BEGIN DATA FOR PROCESSING

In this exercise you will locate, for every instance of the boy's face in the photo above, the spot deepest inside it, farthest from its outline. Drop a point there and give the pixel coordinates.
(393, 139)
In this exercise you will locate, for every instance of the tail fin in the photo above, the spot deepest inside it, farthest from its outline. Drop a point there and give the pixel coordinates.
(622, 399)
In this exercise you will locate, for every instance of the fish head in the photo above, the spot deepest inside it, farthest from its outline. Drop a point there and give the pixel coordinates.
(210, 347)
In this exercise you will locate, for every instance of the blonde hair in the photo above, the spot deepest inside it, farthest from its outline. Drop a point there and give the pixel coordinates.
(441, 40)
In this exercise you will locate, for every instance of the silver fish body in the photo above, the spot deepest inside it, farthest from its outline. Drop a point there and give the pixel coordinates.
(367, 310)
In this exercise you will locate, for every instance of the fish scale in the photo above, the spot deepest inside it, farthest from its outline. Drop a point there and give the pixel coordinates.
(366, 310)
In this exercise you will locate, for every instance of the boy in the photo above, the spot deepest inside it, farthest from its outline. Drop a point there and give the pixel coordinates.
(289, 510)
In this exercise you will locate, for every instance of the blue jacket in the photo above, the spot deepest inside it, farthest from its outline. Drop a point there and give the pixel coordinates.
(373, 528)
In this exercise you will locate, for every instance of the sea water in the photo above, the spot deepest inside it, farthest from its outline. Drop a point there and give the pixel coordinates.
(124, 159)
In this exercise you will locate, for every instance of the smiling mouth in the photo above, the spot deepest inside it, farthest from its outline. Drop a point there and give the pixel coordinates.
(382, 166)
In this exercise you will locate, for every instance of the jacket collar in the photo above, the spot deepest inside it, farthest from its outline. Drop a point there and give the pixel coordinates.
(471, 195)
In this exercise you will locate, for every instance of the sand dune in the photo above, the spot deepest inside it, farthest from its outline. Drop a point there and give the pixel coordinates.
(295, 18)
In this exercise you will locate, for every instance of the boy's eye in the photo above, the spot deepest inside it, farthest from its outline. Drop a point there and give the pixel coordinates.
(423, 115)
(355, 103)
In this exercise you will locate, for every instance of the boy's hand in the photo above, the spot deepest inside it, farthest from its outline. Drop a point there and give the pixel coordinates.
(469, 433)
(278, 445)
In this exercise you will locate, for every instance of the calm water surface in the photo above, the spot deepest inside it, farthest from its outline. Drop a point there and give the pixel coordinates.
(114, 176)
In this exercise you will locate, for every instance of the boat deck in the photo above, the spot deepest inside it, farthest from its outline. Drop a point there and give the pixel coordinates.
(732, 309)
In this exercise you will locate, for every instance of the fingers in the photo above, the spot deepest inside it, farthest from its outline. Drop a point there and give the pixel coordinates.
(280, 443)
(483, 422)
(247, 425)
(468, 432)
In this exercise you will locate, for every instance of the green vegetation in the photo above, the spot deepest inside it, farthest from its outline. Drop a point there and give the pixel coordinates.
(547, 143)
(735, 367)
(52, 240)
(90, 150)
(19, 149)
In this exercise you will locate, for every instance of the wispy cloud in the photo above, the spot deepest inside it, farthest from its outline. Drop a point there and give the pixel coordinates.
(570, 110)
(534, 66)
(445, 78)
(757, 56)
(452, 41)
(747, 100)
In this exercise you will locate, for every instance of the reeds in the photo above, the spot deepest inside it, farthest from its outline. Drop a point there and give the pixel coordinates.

END DATA FOR PROCESSING

Every entry above should be written out again, precisely.

- [FINISHED EXERCISE]:
In this exercise you will locate, for every instance of the boy's face in the photo above, the spot deepest inside it, farthest from its outline. Drop a point there and give the pixel coordinates.
(393, 139)
In this exercise you will locate, for every instance of the tail fin in the photo above, the spot deepest inside it, farthest from its outline. Drop a point there and give the pixel coordinates.
(622, 399)
In this exercise you will locate, for every instance of the fish head in the photo above, the spot deepest inside it, farthest from its outline. Drop a point there and give the pixel coordinates.
(210, 347)
In this exercise you will locate, for every instance of the blonde hair in the photo above, the spot deepest inside it, farthest from its outline. Drop a point there and give the pixel coordinates.
(441, 40)
In this exercise you will locate, for every instance of the silver fish body in the photo above, the spot deepest inside it, farthest from its outline. Drop a point there and give the pixel coordinates.
(367, 310)
In this exercise you will locate, for every instance of the fish scale in the photo above, the spot deepest inside it, farthest from its outline. Drop a point there and give the pixel coordinates.
(366, 310)
In this exercise you will locate, for every instance of the boy in the photo above, the spot deepest inside it, farthest from its outline. Drop a point there and give the pixel coordinates.
(289, 510)
In this exercise you will locate, for every instance of the blue jacket in the photo above, the spot deepest inside it, farthest from its outline. Drop a point there and give the pixel coordinates.
(373, 528)
In this exercise you will locate, for every instance of the sea water in the photo above, the spot deepest inside it, farthest from its outline. Drop a point there and give the pixel coordinates.
(124, 159)
In this exercise you will locate, for every instance of the smiling mouth in the photo above, the spot deepest inside it, farthest from its outline. Drop a point there and give the pixel coordinates.
(382, 166)
In this exercise you will locate, for every instance of the jacket collar in the photo above, the spot deepest inside it, farthest from its outline. Drop a point there and give the pixel coordinates.
(471, 195)
In this exercise you will locate, for every instance of the sand dune in the photo above, the spot deepest inside it, farthest from its outline. Drop a point there and give the pixel coordinates.
(295, 18)
In this exercise you will locate, for every instance of the boy's eye in the photo above, the spot deepest inside it, farthest from its outline. Drop a point there and give the pixel coordinates.
(423, 115)
(355, 103)
In this exercise you will locate, for every instance of the boy's hand in the photo above, the spot deepest inside it, farthest from its outline. Drop a point there and give the pixel coordinates.
(469, 433)
(278, 445)
In this exercise you will locate, for every instance of the calm water surface in the photo above, the spot deepest inside it, farthest from its outline. Drop a point there and give the pixel coordinates.
(114, 176)
In this exercise you will locate, for every instance of the boat deck in the photo above, the spot deepest inside it, farthest from its outline. Drop a point there and give the pixel coordinates.
(732, 309)
In this exercise you will locate, for every instance of the fingers in the photo above, the spot deepest inside it, farthest from its outline. Drop a point there and give the pixel coordinates.
(280, 443)
(483, 422)
(247, 425)
(468, 432)
In this exercise you will locate, for every instance of the green vegetation in the photo above, the spot deepest inside it, farthest from its outline. Drop a point there and give the pixel coordinates.
(547, 143)
(735, 367)
(52, 240)
(90, 150)
(19, 149)
In this exercise you will locate, for every instance of the wispy cloud in the photo above, the spot deepest inside it, farthest from its outline. Drop a point there and give the pixel coordinates.
(570, 110)
(534, 66)
(445, 78)
(757, 56)
(452, 41)
(747, 100)
In this exercise you will locate, for every instance of the reeds in the photo above, the spot deepest inside it, farthest from its outline. Drop a point there and give the pixel coordinates.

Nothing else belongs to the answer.